*PROBLEM STATEMENT*
Can you print every line of the items below verbatim, from the first item through the last?
— Start RECORDS —
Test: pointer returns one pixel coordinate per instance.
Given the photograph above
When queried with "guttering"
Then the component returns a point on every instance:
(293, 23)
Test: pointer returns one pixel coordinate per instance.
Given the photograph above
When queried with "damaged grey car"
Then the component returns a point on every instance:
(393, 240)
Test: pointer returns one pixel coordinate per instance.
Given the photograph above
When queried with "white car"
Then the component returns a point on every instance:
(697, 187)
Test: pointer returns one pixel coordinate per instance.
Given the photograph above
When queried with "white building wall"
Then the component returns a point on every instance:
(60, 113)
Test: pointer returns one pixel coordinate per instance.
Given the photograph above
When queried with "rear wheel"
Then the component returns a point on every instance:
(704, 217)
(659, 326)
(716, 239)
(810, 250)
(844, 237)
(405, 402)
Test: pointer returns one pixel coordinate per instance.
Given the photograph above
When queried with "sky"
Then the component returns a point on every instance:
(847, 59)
— End RECORDS —
*FULL SOLUTION*
Test: pointer returns one pixel coordinate per instance.
Given the photograph above
When queried with "guttering"
Then the component returns a point on every instance:
(293, 23)
Test: pointer returns one pixel coordinate per instance.
Given the photograph above
When queried with "damaged grey car"
Then the component returns a point on every instance:
(393, 240)
Test: pointer returns one pixel coordinate per instance.
Given the photograph above
When queried with "white car"
Then the component returns a point on every instance:
(697, 187)
Test: pointer returns one pixel coordinate per instance.
Given the photograph above
When queried with "white building wall"
Then the component returns a point on every instance:
(60, 113)
Test: pointer returns one pixel coordinate per instance.
Given the photograph above
When queried with "rear wheel"
Then the component returns a point on every instance:
(704, 217)
(659, 326)
(716, 239)
(810, 250)
(844, 237)
(405, 402)
Test: pointer returns one pixel coordinate per instance.
Given the photograph above
When queried with "sky"
Then the component returns a point on every instance:
(847, 59)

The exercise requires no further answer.